### [Tekstfragment]
________________

En zelfs in het jaar 2020
betekent dat meestal geen wonderbaarlijke
genezingen of medische doorbraken.
Een verwoestende genetische diagnose
betekent leren leven met onzekerheid.
Het betekent leren dat jij en je diagnose
niet het ergste zijn dat er kan gebeuren.
Leren om te leven met onzekerheid
betekent vooruit stappen in een leven
dat net zo vol schoonheid
als vol uitdagingen zit.
Het betekent voor jezelf leren dat kanker
gewoon een deel van je verhaal is.
Het is misschien niet het ergste
dat je zal overkomen,
en als dat wel zo is, is dat oké.
Je kunt je dat eigen maken,
maar laat dat een verhaal zijn dat jij
zelf schrijft en toestemming geeft,
niet een dat je opgelegd wordt
door een ander.

________________

### [Gegevens]
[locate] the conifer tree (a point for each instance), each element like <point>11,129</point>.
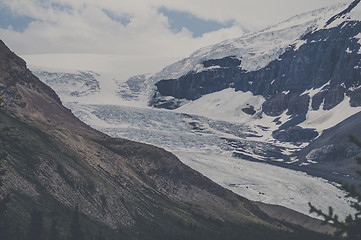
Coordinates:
<point>75,228</point>
<point>54,231</point>
<point>350,228</point>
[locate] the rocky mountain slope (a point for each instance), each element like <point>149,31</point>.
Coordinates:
<point>297,79</point>
<point>55,162</point>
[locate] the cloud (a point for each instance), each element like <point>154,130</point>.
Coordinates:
<point>137,27</point>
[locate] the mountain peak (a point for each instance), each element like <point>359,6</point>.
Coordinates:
<point>352,12</point>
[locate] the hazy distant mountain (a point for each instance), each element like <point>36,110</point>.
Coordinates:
<point>297,79</point>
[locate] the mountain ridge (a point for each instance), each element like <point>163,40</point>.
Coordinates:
<point>140,190</point>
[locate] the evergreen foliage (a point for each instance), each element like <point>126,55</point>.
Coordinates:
<point>350,228</point>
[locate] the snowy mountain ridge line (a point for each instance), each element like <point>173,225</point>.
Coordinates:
<point>256,50</point>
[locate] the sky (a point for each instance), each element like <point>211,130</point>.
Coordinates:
<point>163,29</point>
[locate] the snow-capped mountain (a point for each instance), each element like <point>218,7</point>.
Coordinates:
<point>295,80</point>
<point>282,95</point>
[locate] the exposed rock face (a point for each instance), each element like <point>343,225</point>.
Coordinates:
<point>55,162</point>
<point>295,134</point>
<point>23,92</point>
<point>330,57</point>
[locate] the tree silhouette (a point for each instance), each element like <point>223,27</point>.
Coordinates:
<point>75,228</point>
<point>4,200</point>
<point>350,228</point>
<point>36,229</point>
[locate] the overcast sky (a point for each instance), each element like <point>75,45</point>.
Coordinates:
<point>168,28</point>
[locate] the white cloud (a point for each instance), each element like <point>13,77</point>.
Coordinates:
<point>85,28</point>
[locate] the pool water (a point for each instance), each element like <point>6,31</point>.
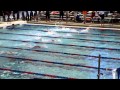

________________

### [Opdrachten]
**1.** Noem voor elke keer dat het woord "betekent" in het tekstfragment voorkomt het woord dat er direct op volgt.
**2.** Stemmen de volgende beweringen overeen met het tekstfragment? Antwoord telkens met ja of nee en citeer de doorslaggevende woorden.
(a) Zelfs in het jaar 2020 betekent een verwoestende genetische diagnose meestal een medische doorbraak.
(b) Het leven is volgens het tekstfragment net zo vol schoonheid als vol uitdagingen.
(c) Het verhaal mag volgens het tekstfragment door een ander worden opgelegd.
De gegevens spelen hierbij geen enkele rol.

### [Uw antwoorden]
**1.**
1. "dat", in "betekent dat meestal geen wonderbaarlijke"
2. "leren", in "betekent leren leven met onzekerheid"
3. "leren", in "Het betekent leren dat jij en je diagnose"
4. "vooruit", in "betekent vooruit stappen in een leven"
5. "voor", in "Het betekent voor jezelf leren dat kanker"

**2.**
(a) Nee: "betekent dat meestal geen wonderbaarlijke genezingen of medische doorbraken"
(b) Ja: "dat net zo vol schoonheid als vol uitdagingen zit"
(c) Nee: "niet een dat je opgelegd wordt door een ander"